Page:
"""
On 14 September 2005, the Tribunal handed down its decision; in effect, giving the benefit of the doubt to the applicant in respect of a number of the matters which he had raised in his letter and determining that the attendance record should be reassessed. The Tribunal found that in respect of term 3 of 2002, the attendance rate should be treated as being 71.4% of the scheduled contact hours. In relation to term 4 of 2002, the Tribunal said the applicant should be treated as having attended 53.3% of the scheduled contact hours. The Tribunal found that notwithstanding these adjustments, the applicant had breached the relevant visa condition in respect of the two terms, that the breaches were significant, and that there had not, therefore, been "substantial compliance" with the visa conditions of the expired student visa. Accordingly, the Tribunal affirmed the decision of the delegate.
"""
In the Tribunal decision excerpt, what attendance rate was the applicant treated as having for term 4 of 2002?

Lines of data
"""
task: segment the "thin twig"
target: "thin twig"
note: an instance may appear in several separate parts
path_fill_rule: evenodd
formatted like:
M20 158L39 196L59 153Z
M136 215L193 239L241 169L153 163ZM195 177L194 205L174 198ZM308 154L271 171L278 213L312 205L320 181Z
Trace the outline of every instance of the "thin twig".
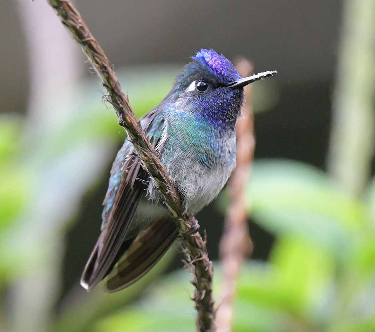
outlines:
M252 74L252 65L245 59L238 61L236 67L243 77ZM245 87L246 102L241 110L244 118L240 119L237 124L236 168L228 186L230 203L227 210L224 231L220 242L223 283L222 302L218 310L216 318L218 332L231 330L238 275L246 256L252 252L252 242L249 233L243 194L249 180L255 146L254 118L251 109L252 87L252 85Z
M98 72L108 92L108 101L116 111L119 124L126 130L145 166L164 195L164 204L174 217L178 228L186 264L193 274L192 283L195 286L194 300L197 311L198 330L201 332L214 331L213 268L208 258L206 241L198 232L197 220L184 211L174 182L147 139L121 89L112 65L80 13L68 0L48 0L48 2Z

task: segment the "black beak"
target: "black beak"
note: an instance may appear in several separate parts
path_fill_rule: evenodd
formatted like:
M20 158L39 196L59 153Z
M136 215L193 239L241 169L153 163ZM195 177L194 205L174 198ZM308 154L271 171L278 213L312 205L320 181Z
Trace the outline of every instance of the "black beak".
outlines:
M252 83L258 80L263 79L266 77L273 76L277 72L276 70L272 70L270 71L260 73L259 74L249 76L248 77L245 77L240 79L237 81L234 81L230 83L228 83L226 85L226 87L233 89L239 89L240 88L243 88L245 85L247 85L248 84L249 84L250 83Z

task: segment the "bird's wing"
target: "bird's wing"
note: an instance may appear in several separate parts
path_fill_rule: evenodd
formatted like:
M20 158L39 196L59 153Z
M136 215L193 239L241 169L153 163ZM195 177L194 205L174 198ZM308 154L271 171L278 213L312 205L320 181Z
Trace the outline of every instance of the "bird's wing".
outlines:
M106 290L117 292L144 275L173 244L178 234L172 220L165 217L155 220L122 252L124 253L108 276Z
M141 124L154 146L163 132L164 120L154 109L141 119ZM124 143L117 153L104 199L102 232L85 267L81 284L88 290L108 274L123 243L149 176L132 144Z

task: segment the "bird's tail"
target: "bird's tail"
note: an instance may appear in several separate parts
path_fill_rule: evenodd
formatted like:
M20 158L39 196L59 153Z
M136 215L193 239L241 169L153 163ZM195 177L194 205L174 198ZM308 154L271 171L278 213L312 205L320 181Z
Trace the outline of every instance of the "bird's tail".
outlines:
M117 292L138 280L173 244L178 232L173 221L159 218L134 239L108 275L106 290Z

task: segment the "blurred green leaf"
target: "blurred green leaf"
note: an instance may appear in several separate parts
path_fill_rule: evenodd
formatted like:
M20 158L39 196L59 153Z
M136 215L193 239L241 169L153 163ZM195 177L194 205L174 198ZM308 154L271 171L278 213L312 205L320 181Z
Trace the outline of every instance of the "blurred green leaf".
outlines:
M8 162L16 151L22 125L20 117L0 115L0 164Z
M257 161L247 193L254 211L308 211L332 218L351 231L367 226L359 199L340 191L323 172L301 162Z

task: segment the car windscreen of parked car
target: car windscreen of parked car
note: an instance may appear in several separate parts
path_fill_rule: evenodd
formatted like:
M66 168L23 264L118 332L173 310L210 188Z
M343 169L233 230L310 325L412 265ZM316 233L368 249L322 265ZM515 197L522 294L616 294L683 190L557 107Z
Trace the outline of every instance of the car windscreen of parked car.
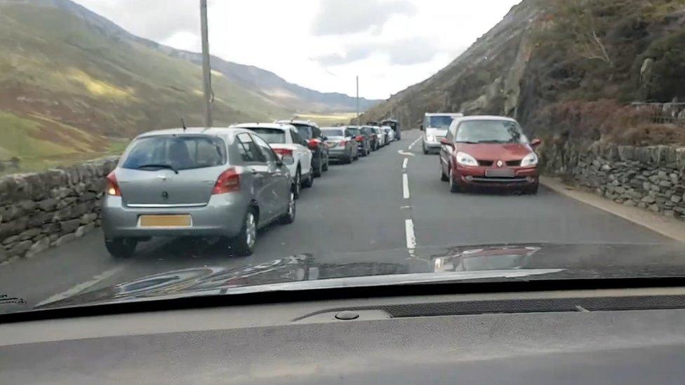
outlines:
M323 128L321 133L326 136L345 136L341 128Z
M223 140L208 136L159 135L136 140L121 167L175 170L215 167L226 163Z
M255 127L250 128L250 130L258 135L270 144L278 144L286 142L286 132L283 130Z
M457 142L473 143L526 143L521 127L508 121L467 121L459 125Z
M305 140L310 140L314 138L314 130L311 126L297 123L292 123L291 124L298 129L298 134L300 135L300 137Z
M427 128L447 129L451 124L452 124L451 116L430 116Z
M345 130L347 132L347 135L350 136L358 136L361 135L361 132L357 127L348 127L345 128Z

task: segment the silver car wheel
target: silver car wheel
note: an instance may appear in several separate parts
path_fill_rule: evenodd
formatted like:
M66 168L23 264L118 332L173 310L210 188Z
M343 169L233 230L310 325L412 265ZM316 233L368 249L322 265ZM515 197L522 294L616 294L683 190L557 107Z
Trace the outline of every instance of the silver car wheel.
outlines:
M295 174L295 195L300 195L300 189L302 188L302 175L298 170Z
M255 223L255 215L249 212L245 219L245 243L251 249L254 247L256 239L257 224Z
M290 193L290 201L288 202L288 215L291 218L295 217L295 194Z

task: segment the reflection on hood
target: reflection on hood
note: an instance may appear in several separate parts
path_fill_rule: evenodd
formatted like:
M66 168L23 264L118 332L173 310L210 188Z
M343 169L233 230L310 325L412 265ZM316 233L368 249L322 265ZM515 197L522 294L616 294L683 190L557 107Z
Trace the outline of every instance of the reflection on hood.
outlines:
M685 276L685 246L521 244L423 248L315 257L301 254L238 268L168 271L40 307L246 291L383 285L473 279L639 278ZM250 290L246 290L251 288Z

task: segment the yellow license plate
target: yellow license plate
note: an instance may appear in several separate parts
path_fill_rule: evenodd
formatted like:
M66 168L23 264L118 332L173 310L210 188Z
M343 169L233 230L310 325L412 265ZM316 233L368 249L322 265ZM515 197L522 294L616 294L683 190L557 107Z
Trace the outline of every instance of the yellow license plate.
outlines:
M190 215L140 215L140 227L190 227Z

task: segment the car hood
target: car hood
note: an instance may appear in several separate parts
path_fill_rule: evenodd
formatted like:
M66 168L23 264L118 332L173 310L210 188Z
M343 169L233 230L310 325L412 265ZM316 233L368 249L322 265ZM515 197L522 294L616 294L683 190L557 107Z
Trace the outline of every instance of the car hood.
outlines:
M678 244L486 245L317 257L300 254L238 268L198 267L122 282L36 309L198 295L397 284L685 276Z
M469 144L457 143L457 151L465 152L477 159L492 161L519 161L533 149L528 144L521 143Z

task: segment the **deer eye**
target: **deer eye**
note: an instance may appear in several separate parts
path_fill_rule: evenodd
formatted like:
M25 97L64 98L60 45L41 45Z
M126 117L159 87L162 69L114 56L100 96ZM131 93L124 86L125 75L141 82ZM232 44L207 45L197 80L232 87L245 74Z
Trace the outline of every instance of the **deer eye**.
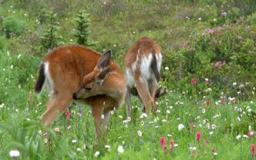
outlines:
M85 90L89 91L89 90L90 90L91 89L92 89L91 88L89 88L89 87L85 87Z

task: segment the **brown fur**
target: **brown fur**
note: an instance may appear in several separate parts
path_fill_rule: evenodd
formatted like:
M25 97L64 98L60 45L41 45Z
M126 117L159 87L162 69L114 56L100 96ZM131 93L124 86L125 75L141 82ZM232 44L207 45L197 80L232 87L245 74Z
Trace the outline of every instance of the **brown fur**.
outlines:
M150 74L150 77L146 77L145 73L141 70L141 67L147 64L143 60L145 57L149 59L151 57L151 64L147 64L149 66L146 71ZM158 57L158 61L156 57ZM161 57L160 59L159 59ZM127 72L130 71L130 74L133 77L133 81L136 85L136 89L139 94L139 98L142 101L142 108L144 106L146 113L150 114L150 111L154 110L154 97L158 83L160 79L160 68L157 68L158 64L162 63L162 55L160 50L156 44L152 40L143 37L138 40L130 49L125 58L124 66L125 77L127 83L127 89L126 96L126 111L127 116L131 116L131 93L134 90L134 86L129 86L129 79L131 76ZM134 70L134 66L136 69ZM150 107L151 109L150 109ZM142 110L142 109L141 109Z
M105 116L104 127L107 128L110 111L120 107L126 90L121 70L110 60L110 51L101 56L89 48L69 45L54 49L43 59L42 63L48 63L49 80L53 85L53 92L49 87L49 106L40 116L45 126L49 126L57 113L62 113L75 97L91 106L96 135L98 138L101 136L101 115ZM90 89L86 90L85 88Z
"""
Result of the exercise:
53.3% of the scheduled contact hours.